▶ **Task directions**
Which lines of the material contain the word "white"? Pick out each of them and copy it in full.

▼▼▼

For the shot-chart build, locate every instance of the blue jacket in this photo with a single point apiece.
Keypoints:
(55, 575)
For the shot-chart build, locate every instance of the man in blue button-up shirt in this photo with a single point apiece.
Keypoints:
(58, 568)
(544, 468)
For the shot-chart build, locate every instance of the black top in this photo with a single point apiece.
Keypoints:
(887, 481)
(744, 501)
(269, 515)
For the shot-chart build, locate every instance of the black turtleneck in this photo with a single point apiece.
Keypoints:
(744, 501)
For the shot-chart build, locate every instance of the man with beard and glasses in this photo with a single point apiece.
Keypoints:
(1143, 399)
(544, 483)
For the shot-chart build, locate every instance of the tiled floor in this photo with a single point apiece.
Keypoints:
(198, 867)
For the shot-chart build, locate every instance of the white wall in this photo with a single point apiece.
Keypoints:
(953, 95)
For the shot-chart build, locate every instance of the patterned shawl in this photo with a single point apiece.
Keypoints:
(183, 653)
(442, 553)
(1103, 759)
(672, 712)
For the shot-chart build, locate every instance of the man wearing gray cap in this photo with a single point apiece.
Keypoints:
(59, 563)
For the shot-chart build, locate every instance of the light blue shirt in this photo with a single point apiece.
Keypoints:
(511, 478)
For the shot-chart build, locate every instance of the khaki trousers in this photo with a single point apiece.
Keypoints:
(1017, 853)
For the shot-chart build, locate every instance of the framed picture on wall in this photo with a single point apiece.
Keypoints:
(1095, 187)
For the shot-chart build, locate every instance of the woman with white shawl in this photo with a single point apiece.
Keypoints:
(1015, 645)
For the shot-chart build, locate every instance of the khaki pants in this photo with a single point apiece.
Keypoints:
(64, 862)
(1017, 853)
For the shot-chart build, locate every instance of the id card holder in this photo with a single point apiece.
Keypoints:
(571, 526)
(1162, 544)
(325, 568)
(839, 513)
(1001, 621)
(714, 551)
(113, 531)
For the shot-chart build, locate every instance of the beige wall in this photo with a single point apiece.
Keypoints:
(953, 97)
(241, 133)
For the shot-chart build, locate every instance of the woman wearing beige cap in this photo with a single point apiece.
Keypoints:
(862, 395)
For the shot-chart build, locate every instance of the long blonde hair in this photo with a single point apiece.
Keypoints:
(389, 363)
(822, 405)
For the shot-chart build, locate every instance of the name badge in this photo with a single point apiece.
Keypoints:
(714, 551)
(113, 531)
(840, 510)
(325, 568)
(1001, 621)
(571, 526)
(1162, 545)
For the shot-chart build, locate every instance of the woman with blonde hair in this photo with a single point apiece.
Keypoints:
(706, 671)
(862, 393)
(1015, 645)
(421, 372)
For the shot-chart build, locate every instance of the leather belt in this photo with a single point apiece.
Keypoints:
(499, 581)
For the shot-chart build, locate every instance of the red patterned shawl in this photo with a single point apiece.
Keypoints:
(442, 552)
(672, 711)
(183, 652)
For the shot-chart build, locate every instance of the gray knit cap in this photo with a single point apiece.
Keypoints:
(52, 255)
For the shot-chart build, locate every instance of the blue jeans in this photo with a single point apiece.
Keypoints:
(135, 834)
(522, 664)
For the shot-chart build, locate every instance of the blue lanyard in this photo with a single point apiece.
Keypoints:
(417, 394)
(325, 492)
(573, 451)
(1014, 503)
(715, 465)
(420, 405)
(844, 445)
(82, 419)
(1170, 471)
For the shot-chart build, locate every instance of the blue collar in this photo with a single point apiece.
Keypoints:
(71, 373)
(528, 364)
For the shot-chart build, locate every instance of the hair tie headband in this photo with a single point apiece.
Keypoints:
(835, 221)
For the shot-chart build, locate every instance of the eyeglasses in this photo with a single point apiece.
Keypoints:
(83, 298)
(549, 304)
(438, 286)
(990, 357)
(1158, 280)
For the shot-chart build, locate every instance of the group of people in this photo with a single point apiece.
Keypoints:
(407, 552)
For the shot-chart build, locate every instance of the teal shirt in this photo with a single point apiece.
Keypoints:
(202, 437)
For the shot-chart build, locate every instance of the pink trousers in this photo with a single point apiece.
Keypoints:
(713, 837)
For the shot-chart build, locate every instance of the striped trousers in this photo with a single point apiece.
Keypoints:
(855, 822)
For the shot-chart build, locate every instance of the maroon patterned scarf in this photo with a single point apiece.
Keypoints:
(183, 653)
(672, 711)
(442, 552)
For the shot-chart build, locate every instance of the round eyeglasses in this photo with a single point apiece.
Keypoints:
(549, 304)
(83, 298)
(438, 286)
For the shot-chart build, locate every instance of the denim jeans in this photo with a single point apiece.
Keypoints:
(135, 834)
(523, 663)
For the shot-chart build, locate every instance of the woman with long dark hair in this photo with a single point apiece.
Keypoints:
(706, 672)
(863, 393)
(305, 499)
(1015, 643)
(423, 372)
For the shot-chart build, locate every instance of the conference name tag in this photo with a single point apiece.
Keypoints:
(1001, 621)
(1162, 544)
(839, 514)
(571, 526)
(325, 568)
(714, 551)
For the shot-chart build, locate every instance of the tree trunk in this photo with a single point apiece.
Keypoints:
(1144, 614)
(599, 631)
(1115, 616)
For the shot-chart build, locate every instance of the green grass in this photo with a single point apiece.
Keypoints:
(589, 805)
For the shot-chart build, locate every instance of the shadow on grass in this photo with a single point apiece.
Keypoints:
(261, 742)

▲▲▲
▼▼▼

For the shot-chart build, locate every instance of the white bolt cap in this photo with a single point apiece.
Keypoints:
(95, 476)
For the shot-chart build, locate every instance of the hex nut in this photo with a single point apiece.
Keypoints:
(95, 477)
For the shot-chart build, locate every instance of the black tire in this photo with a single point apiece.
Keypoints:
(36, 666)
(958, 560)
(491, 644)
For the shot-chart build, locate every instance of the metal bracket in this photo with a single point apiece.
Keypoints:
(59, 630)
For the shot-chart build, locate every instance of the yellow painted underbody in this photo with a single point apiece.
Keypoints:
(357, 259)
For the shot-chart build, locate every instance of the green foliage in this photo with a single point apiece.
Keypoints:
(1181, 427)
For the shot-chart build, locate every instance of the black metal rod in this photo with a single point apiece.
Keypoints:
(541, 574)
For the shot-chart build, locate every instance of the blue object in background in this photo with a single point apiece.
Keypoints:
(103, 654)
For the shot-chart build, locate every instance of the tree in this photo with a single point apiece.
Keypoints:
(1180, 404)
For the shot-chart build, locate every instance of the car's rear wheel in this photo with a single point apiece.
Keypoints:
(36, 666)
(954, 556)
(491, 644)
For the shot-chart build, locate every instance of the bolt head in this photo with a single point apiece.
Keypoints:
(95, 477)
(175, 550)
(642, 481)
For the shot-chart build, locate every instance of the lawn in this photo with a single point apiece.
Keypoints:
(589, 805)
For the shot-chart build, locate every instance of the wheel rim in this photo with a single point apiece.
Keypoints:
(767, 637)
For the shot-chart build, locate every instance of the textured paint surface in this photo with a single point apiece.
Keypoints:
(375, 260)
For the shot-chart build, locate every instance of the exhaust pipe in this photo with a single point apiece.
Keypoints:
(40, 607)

▲▲▲

▶ **Reply to the exercise**
For the shot-chart build, locate every instance of the white wall in this photo with a single point apiece.
For the shot-chart build, locate every instance of the woman with white shawl in this photo with a single point apiece.
For the shot-chart build, locate every instance of the white bolt cap in this photo with a single point apiece.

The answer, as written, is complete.